* **Work request**: Output the records that follow exactly as they are written.

* **Source data**:
▶

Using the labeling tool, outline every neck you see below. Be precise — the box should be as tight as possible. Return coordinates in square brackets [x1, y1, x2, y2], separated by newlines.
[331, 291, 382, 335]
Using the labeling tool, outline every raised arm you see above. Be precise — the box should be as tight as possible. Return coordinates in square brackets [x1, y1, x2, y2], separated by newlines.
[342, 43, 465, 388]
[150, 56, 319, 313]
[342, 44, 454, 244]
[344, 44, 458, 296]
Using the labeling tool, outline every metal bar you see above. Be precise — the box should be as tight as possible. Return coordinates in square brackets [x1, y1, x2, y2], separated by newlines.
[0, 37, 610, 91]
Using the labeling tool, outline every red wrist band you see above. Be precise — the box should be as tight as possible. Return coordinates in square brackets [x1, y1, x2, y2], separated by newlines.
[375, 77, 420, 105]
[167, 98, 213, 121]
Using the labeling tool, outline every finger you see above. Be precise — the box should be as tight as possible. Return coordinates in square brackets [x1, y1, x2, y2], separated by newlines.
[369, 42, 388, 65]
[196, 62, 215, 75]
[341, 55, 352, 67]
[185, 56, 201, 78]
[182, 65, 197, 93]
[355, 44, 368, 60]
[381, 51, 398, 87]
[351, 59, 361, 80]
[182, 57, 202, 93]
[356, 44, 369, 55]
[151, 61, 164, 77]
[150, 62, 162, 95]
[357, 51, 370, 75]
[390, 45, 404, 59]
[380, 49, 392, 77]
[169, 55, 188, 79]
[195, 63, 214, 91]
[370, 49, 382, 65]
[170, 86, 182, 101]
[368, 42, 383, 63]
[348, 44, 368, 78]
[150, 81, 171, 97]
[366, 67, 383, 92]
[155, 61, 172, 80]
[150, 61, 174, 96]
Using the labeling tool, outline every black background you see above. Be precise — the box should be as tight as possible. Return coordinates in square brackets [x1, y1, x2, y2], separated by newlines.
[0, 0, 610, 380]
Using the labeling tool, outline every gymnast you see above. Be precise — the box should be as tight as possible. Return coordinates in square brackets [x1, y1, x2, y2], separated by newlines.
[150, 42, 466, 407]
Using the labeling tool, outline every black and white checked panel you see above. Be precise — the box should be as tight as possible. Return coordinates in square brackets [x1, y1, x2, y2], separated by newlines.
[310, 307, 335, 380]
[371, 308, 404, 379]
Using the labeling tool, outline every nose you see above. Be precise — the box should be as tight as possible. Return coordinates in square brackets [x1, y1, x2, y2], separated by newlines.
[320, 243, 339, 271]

◀

* **Exercise solution**:
Using the labeling tool, outline every neck you see below. Be precise — the box should be as tight as possible. Return coordinates in square brackets [x1, y1, x2, y2], separated by newlines.
[331, 291, 382, 335]
Using the labeling tool, outline every raised arm you see above. Be precise — the box should be as tight as possible. Return coordinates in square brackets [x1, y1, x2, y2], separated by newlines.
[342, 43, 465, 388]
[150, 56, 319, 313]
[342, 44, 454, 244]
[344, 44, 458, 296]
Using the labeling tool, outline every metal bar you see above. Be precise — the box should be as tight as possible. Return coordinates in square brackets [x1, y1, x2, y2], separated by newlines.
[0, 37, 610, 91]
Using the labeling tool, outline every red wrist band you see above. Be precise — the box should be as tight as possible. Return coordinates in square brackets [x1, y1, x2, y2], separated by newlines.
[375, 77, 420, 105]
[167, 98, 213, 121]
Using the labeling tool, outline every finger you see above. Be precise — the box should be as tight as possible. Return coordinates in square brackets [x1, y1, x2, y2], separated by newlines.
[369, 42, 388, 65]
[196, 62, 215, 75]
[341, 55, 352, 67]
[185, 56, 201, 78]
[182, 65, 197, 93]
[355, 44, 368, 60]
[381, 51, 398, 87]
[351, 59, 361, 80]
[182, 57, 202, 93]
[356, 44, 369, 55]
[151, 61, 164, 77]
[150, 62, 162, 95]
[357, 51, 370, 75]
[390, 45, 404, 59]
[380, 49, 392, 77]
[169, 55, 188, 79]
[195, 63, 214, 91]
[370, 49, 382, 65]
[170, 86, 182, 101]
[368, 42, 383, 63]
[348, 44, 368, 78]
[150, 81, 171, 97]
[366, 67, 383, 92]
[155, 61, 172, 80]
[150, 61, 174, 96]
Using the labeling tool, outline every black background you see above. Be precise — the box should be as tight as possible. Return coordinates in square brackets [x1, y1, x2, y2], separated by newlines.
[0, 0, 610, 380]
Using the labeling tool, outline every gymnast you see above. Be precise — the box should be as tight as possible. Return coordinates in square brackets [x1, y1, x2, y2], separated by newlines.
[150, 42, 466, 407]
Using the labeling tool, outline every black and white checked panel you see above. Be precise — the box should be as tight as possible. Return coordinates in square brackets [x1, y1, x2, y2], separated by newlines.
[310, 307, 335, 380]
[371, 308, 404, 379]
Using the labeling tool, outline every nose you see above. Be precise — the box should be as tight as possible. Return coordinates in square brackets [x1, y1, x2, y2], separated by newlines.
[320, 243, 339, 271]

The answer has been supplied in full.